Objective
Reproduce the records from the line containing "tractor in the photo above." through the end of the records, switching every "provide" to "place" and leaving all else unchanged.

Extracted records
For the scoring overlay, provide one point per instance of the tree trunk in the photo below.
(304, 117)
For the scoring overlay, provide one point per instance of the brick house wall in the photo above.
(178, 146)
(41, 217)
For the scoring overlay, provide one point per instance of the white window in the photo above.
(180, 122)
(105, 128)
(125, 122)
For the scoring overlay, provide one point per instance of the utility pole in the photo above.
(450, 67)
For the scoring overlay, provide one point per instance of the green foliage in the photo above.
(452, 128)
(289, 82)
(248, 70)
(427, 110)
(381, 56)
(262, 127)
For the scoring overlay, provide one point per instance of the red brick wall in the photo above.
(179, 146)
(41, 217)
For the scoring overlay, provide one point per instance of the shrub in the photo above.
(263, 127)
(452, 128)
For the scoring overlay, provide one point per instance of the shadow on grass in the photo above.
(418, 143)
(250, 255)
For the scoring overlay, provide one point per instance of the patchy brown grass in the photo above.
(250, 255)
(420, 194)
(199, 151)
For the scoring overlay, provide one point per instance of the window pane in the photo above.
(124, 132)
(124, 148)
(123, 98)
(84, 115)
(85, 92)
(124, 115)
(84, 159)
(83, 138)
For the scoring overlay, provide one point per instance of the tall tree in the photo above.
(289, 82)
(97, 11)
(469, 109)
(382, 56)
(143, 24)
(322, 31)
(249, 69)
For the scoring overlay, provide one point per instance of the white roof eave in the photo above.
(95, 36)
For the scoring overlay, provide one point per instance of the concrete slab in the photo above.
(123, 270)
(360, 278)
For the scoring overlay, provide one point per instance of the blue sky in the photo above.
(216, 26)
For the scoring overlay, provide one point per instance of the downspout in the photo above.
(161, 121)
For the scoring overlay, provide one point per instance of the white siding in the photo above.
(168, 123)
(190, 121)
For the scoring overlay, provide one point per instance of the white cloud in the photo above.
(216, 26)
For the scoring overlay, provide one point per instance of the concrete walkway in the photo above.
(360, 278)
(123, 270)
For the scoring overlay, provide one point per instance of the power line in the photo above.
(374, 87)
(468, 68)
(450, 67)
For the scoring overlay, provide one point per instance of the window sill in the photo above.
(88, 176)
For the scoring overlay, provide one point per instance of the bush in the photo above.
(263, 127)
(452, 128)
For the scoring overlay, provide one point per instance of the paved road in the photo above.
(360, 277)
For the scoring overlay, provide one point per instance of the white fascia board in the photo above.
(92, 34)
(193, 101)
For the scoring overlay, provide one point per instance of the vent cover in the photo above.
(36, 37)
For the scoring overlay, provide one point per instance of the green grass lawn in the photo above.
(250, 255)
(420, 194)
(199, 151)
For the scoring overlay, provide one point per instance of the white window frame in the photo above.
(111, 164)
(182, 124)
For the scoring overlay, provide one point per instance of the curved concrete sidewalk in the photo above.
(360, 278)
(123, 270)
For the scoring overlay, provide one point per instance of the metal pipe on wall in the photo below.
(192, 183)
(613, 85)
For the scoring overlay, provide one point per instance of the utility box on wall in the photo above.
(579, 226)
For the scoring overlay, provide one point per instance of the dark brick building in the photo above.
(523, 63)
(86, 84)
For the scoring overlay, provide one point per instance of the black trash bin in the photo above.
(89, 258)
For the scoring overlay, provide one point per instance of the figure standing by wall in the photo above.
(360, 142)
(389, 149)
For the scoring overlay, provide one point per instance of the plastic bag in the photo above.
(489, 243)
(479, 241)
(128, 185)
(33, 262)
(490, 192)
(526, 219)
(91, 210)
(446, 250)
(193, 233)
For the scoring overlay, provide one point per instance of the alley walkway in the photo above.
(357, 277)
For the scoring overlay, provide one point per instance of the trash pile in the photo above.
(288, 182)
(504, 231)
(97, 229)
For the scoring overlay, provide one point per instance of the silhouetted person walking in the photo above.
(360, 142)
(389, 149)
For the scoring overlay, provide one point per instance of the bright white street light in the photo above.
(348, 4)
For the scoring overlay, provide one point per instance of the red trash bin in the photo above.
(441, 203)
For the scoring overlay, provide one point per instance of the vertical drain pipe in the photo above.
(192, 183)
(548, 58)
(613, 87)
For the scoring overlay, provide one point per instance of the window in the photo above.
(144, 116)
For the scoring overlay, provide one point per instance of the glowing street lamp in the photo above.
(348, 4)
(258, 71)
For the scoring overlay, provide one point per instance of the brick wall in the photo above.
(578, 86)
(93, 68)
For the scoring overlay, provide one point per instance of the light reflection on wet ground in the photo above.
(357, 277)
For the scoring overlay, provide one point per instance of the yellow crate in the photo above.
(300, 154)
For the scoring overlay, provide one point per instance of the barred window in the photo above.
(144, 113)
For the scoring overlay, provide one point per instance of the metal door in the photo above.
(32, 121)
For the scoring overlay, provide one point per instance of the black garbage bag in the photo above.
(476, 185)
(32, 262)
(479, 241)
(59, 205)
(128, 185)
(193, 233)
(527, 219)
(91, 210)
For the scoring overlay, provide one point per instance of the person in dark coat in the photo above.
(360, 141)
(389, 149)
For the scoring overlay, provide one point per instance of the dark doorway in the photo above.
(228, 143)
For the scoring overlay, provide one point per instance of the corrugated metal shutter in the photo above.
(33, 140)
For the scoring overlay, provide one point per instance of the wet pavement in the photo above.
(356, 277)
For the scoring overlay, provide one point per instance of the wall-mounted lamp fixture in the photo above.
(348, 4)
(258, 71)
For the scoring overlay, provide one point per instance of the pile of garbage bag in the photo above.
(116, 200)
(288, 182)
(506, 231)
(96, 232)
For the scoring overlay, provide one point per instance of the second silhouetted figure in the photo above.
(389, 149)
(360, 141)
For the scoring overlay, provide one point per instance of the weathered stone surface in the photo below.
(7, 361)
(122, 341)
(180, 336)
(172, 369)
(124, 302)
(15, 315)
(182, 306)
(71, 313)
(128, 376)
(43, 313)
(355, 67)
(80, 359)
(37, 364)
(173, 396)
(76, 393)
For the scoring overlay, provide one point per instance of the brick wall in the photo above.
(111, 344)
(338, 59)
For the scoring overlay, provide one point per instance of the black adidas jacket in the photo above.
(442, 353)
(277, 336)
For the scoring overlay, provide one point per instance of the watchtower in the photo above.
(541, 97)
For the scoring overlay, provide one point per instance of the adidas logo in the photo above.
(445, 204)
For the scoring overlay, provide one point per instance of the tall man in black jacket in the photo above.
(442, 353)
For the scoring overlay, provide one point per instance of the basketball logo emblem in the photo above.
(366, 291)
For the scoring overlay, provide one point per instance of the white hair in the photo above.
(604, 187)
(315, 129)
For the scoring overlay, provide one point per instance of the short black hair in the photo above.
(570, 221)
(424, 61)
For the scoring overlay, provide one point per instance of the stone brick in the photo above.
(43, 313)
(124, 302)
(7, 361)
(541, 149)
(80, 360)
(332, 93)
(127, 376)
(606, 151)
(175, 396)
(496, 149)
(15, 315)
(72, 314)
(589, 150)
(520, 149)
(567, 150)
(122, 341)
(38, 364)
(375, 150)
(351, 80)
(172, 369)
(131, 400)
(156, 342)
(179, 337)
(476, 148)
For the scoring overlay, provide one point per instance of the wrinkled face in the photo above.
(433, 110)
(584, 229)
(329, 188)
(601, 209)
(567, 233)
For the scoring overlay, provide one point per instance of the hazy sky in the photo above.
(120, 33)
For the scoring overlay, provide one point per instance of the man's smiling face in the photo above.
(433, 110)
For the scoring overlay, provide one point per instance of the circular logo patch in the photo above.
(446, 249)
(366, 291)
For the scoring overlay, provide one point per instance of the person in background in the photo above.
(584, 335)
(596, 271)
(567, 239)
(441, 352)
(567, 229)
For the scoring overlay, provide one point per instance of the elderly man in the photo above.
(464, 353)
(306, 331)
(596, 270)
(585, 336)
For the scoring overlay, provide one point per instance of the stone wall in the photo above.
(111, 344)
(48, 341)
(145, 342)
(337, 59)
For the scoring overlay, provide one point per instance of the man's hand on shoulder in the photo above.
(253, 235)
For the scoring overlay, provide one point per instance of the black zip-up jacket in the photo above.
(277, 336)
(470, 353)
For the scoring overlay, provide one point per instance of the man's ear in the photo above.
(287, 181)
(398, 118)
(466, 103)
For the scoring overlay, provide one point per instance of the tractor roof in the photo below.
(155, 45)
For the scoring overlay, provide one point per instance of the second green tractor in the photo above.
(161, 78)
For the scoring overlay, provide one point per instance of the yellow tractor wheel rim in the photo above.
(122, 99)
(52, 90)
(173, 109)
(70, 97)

Complete output
For the scoring overlay, place one point per instance of the second green tractor in the photo above.
(161, 78)
For the scoring overlay, place one point per instance of the yellow tractor wheel rim in the photo above.
(122, 99)
(52, 90)
(173, 109)
(70, 97)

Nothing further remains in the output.